#### ACTIONS TO TAKE
a) Answer these about the thread on 4-byte Unicode in MySQL:
(i) Which version of MySQL does the asker use?
(ii) What minimum MySQL version does the reply say is needed to support characters beyond the BMP?
(iii) What does the reply say everything set to utf8 must be changed to?
b) Write what comes next in the thread on 4-byte Unicode in MySQL, starting after its last sentence.

Reputation: 1554
In my database I get the error
com.mysql.jdbc.MysqlDataTruncation: Data truncation: Data too long for column
I use Java and MySQL 5. As I know 4-byte Unicode is legal i Java, but illegal in MySQL 5, I think that it can cause my problem and I want to check type of my data, so here's my question: How can i check that my UTF-8 data is 3-byte or 4-byte Unicode?
Upvotes: 8
Views: 12855
Reputation: 140236
If you do not want to support beyond BMP, you can just strip those characters before handing it to MySQL:
public static String withNonBmpStripped( String input ) {
if( input == null ) throw new IllegalArgumentException("input");
return input.replaceAll("[^\\u0000-\\uFFFF]", "");
}
If you want to support beyond BMP, you need MySQL 5.5+ and you need to change everything that's utf8
to utf8mb4
(collations, charsets ...). But you also need the support for this in the driver that I am
not familiar with. Handling these characters in Java is also a pain because they are spread over 2 chars
and thus need special handling in many operations.

#### STORED RECORDS
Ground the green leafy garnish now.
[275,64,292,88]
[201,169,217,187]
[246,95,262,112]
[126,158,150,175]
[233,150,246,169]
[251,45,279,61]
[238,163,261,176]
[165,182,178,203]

#### EXERCISE RESPONSES
a)
(i) MySQL 5
(ii) MySQL 5.5+
(iii) utf8mb4

b)
Upvotes: 10
Reputation: 626
Best approach to strip non-BMP charactres in java that I found is the following:
inputString.replaceAll("[^\\u0000-\\uFFFF]", "\uFFFD");
Upvotes: 6
Reputation: 1502786
UTF-8 encodes everything in the basic multilingual plane (i.e. U+0000 to U+FFFF inclusive) in 1-3 bytes. Therefore, you just need to check whether everything in your string is in the BMP.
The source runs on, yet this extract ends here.